Each line of the listing that includes "stadium" should be reported.

Listed entries Start Marker

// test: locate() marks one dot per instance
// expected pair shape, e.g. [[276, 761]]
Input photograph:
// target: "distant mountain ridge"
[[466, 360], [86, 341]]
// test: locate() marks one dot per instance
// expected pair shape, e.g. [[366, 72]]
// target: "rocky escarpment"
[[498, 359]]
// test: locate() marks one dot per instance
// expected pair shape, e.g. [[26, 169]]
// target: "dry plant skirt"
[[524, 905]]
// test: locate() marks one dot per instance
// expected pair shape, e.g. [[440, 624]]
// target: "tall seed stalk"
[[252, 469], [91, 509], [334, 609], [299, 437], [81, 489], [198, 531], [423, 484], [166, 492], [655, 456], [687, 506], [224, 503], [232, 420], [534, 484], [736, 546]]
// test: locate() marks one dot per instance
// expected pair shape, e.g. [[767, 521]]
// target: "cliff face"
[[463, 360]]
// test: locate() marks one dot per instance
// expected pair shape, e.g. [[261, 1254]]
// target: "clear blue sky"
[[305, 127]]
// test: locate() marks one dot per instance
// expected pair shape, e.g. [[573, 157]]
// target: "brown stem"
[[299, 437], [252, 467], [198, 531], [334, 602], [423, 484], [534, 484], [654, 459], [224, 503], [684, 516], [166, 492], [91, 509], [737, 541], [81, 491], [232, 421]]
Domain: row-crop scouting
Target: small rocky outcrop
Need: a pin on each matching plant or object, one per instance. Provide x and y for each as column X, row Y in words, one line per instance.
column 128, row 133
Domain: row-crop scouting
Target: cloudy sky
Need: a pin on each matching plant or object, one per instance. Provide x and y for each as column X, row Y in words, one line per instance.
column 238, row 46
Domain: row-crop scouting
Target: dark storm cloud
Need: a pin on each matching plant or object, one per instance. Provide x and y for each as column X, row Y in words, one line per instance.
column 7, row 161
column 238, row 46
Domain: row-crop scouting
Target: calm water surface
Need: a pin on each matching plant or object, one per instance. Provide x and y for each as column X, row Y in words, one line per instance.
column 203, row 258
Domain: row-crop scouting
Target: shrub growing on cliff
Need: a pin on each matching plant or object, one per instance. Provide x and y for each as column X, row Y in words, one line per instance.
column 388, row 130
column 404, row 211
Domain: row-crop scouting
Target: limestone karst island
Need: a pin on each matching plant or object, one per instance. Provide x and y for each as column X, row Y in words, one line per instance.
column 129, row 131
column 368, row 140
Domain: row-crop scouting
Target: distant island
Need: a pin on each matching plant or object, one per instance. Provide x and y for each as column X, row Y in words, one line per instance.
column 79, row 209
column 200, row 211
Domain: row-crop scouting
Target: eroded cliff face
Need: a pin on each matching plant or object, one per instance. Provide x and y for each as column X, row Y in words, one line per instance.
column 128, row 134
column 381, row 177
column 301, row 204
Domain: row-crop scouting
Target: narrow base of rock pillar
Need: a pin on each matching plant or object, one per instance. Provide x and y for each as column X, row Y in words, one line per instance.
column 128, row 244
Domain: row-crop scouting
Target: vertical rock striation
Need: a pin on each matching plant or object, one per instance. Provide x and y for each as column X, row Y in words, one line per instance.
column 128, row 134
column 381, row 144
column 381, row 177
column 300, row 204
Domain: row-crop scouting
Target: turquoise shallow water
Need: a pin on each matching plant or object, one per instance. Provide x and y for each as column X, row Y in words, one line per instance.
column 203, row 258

Listed entries End Marker
Listed entries Start Marker

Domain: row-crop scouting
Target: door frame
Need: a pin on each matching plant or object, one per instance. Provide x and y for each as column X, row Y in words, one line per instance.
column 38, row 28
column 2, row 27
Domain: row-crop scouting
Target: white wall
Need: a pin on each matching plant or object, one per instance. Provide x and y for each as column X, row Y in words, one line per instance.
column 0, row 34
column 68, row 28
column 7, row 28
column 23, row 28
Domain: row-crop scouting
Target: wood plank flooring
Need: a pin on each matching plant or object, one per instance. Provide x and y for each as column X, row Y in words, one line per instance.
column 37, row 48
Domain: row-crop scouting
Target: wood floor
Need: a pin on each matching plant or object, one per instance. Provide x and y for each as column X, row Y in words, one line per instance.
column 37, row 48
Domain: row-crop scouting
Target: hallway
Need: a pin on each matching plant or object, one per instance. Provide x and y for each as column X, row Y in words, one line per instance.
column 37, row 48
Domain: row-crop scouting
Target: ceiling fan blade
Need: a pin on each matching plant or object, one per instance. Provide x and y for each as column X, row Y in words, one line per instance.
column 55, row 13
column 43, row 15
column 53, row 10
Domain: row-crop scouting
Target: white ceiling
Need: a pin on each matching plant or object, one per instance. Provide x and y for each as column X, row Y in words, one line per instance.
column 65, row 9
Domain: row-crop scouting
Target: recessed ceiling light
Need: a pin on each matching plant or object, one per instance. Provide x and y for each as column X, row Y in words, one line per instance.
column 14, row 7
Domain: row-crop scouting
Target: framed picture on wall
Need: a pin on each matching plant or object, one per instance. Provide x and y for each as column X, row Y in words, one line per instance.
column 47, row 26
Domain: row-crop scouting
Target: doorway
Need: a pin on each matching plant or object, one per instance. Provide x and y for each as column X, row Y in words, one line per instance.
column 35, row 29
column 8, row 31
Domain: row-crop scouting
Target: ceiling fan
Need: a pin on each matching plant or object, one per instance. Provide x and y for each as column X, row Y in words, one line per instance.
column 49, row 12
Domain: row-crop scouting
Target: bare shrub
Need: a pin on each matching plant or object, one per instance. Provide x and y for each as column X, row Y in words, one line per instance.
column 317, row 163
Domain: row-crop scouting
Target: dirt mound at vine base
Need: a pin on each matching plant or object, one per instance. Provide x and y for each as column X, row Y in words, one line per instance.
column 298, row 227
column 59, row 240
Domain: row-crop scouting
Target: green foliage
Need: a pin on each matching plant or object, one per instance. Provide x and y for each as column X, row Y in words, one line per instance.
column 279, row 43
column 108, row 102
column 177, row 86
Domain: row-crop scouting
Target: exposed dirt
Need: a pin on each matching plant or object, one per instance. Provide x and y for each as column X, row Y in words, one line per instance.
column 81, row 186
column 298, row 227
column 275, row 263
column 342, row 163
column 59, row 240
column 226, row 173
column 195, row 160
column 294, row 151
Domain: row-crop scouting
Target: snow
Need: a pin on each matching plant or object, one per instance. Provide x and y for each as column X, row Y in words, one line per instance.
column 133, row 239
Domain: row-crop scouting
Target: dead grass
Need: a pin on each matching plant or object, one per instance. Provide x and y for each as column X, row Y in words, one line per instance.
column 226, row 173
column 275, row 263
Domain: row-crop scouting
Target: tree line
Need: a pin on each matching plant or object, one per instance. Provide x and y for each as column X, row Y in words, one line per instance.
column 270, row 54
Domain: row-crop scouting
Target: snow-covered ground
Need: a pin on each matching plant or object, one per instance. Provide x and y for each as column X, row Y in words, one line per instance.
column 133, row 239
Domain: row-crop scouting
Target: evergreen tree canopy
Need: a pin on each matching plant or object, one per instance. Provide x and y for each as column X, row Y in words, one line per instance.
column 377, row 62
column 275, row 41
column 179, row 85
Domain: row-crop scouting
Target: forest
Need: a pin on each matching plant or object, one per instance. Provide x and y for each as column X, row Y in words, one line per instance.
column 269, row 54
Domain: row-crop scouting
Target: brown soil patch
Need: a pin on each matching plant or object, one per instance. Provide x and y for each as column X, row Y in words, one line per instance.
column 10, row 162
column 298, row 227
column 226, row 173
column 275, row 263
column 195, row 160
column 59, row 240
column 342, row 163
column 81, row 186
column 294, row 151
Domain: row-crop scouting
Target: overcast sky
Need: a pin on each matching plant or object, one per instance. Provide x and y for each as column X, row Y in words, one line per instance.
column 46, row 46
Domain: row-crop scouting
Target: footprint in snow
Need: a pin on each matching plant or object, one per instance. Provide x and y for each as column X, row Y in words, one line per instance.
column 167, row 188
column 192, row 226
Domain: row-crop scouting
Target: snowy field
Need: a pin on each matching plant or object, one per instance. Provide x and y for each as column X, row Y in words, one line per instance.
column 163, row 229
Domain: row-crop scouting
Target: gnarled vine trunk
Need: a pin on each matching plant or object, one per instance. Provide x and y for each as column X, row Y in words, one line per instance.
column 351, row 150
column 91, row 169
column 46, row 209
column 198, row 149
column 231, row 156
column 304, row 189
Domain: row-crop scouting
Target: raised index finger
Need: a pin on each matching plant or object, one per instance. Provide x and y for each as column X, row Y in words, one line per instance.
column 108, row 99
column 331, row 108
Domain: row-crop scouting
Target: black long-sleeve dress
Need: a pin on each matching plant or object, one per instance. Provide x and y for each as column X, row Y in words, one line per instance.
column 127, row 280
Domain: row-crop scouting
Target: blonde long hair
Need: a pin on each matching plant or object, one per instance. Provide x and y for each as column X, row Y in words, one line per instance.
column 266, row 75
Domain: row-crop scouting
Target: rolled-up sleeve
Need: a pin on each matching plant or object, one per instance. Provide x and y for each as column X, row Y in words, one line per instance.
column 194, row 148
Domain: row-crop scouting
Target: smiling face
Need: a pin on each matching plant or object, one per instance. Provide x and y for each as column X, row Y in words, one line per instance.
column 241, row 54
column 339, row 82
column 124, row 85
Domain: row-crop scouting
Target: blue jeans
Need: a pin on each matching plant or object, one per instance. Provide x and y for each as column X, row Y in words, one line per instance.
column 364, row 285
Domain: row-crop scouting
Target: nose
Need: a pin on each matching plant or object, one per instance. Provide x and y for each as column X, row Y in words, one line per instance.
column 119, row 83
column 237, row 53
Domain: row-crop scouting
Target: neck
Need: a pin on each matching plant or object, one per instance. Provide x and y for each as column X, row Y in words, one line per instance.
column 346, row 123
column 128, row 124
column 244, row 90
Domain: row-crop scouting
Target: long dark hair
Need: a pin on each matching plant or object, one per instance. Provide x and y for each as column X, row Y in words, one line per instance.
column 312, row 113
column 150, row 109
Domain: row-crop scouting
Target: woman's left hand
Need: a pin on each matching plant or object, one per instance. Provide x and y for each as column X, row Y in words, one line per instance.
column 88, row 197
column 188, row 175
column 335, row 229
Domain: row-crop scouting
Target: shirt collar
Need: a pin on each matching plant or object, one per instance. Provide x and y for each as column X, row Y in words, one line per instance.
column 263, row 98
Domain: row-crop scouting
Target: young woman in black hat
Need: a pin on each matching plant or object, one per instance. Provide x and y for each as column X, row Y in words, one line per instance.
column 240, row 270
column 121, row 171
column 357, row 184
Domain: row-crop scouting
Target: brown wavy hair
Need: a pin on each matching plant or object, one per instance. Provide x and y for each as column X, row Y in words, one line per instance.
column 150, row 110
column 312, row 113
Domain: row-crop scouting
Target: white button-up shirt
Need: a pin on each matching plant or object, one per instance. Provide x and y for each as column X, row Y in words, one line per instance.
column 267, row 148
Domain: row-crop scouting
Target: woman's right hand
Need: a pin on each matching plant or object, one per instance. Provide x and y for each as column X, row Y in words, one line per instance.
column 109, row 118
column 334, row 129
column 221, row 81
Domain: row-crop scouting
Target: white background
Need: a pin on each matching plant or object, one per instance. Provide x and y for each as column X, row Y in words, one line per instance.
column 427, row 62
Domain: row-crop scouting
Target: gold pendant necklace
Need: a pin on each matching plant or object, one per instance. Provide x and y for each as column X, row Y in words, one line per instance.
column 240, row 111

Listed entries End Marker
Listed entries Start Marker

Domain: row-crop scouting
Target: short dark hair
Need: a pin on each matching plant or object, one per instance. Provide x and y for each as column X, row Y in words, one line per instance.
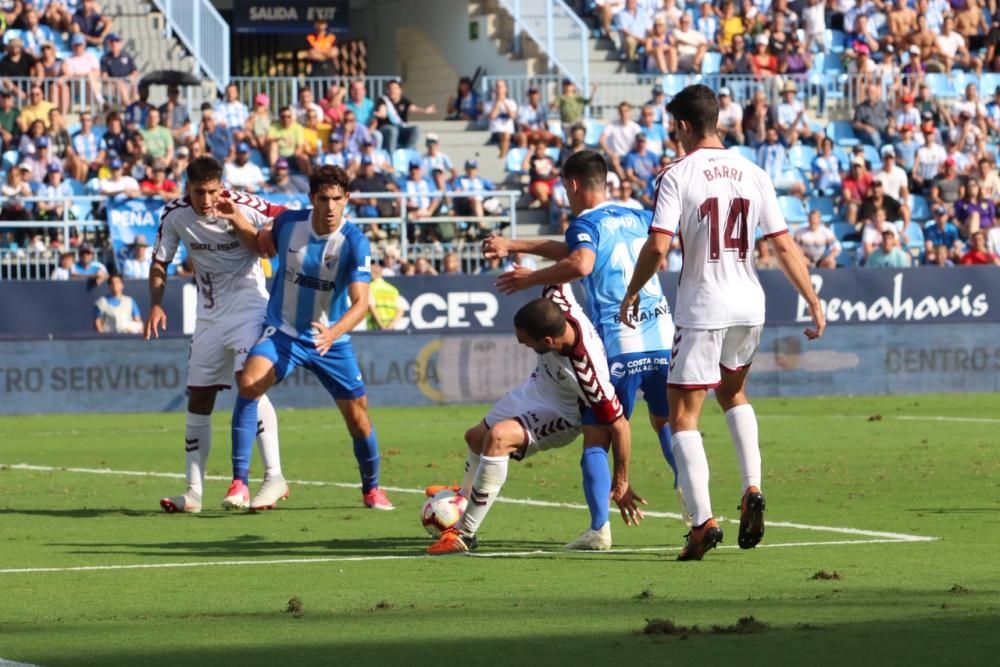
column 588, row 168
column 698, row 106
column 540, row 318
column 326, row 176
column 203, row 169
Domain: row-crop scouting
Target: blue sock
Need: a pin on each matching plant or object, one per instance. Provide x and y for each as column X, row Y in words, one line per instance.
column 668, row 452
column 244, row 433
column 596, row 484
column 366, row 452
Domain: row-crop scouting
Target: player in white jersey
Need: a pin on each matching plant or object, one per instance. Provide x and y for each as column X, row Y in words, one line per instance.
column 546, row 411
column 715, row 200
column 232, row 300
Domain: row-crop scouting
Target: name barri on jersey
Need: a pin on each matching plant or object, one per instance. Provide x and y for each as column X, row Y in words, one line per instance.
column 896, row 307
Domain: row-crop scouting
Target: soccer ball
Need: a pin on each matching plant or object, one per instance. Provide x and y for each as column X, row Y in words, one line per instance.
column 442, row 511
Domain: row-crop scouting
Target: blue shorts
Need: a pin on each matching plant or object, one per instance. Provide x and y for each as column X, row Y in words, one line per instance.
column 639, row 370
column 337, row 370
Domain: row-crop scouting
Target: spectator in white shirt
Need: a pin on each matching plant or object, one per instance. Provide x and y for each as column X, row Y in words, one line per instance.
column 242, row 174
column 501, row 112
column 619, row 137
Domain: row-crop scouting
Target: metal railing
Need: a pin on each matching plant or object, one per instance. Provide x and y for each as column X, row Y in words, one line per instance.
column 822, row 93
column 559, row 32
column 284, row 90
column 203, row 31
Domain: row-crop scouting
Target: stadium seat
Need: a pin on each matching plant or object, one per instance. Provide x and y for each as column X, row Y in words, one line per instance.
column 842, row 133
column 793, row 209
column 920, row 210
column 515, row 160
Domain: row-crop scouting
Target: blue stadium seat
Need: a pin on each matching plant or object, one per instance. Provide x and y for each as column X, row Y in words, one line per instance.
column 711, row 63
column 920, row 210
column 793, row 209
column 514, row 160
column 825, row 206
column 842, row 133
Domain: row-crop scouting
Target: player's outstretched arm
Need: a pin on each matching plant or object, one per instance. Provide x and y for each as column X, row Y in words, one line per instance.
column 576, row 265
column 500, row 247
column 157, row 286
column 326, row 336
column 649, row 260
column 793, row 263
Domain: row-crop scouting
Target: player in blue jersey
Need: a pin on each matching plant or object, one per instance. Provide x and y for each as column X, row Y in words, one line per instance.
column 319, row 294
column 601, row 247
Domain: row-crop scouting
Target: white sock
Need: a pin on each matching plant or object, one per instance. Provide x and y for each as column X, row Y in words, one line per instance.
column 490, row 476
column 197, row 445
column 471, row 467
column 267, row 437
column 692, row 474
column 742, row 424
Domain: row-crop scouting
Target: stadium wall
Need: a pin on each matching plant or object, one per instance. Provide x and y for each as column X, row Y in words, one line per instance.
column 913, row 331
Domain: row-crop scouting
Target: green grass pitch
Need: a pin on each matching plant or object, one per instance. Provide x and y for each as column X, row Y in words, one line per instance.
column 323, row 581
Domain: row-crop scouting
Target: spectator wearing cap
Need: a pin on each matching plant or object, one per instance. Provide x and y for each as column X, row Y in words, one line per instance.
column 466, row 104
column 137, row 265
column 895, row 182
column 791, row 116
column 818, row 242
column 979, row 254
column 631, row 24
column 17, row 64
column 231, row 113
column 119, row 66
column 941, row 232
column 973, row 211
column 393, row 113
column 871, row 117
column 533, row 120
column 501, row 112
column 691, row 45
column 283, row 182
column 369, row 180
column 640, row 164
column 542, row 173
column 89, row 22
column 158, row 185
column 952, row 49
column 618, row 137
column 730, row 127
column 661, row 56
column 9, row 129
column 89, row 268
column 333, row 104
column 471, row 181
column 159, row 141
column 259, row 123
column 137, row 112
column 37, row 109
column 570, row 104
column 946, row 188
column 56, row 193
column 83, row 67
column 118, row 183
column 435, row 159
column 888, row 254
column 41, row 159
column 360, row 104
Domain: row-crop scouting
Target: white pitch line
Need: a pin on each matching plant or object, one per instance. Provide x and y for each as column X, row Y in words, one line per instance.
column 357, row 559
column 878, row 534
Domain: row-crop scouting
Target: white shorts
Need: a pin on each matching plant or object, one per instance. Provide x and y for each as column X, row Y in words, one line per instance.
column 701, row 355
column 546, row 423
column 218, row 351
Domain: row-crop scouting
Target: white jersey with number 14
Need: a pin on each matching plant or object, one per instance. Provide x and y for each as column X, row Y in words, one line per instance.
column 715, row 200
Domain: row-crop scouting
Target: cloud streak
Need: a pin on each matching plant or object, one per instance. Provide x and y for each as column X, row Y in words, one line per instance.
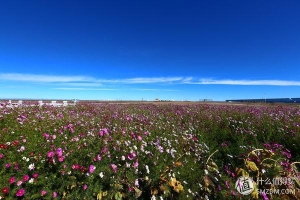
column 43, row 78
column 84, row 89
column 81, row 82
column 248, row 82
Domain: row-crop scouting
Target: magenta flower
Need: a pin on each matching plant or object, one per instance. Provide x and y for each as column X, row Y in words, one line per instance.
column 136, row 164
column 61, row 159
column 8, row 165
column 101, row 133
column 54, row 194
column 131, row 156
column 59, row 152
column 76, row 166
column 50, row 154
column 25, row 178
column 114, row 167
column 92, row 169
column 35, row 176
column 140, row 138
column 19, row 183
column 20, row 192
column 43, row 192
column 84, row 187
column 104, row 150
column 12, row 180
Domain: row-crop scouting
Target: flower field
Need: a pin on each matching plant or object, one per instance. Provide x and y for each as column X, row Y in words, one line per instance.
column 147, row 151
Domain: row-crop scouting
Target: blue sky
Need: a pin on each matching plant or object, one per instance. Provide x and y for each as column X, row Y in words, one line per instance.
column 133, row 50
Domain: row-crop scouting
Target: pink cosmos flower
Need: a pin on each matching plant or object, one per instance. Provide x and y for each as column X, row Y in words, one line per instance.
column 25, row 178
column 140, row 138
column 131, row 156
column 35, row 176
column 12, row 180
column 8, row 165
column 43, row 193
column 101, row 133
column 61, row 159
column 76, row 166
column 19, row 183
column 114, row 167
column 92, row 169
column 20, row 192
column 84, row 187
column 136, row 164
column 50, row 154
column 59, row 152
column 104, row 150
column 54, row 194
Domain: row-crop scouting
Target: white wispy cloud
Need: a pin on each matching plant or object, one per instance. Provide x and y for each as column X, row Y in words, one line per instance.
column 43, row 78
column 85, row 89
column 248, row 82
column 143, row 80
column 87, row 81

Listed entries End Marker

◆ Reply
Target: stadium seat
Target: blue stadium seat
Target: stadium wall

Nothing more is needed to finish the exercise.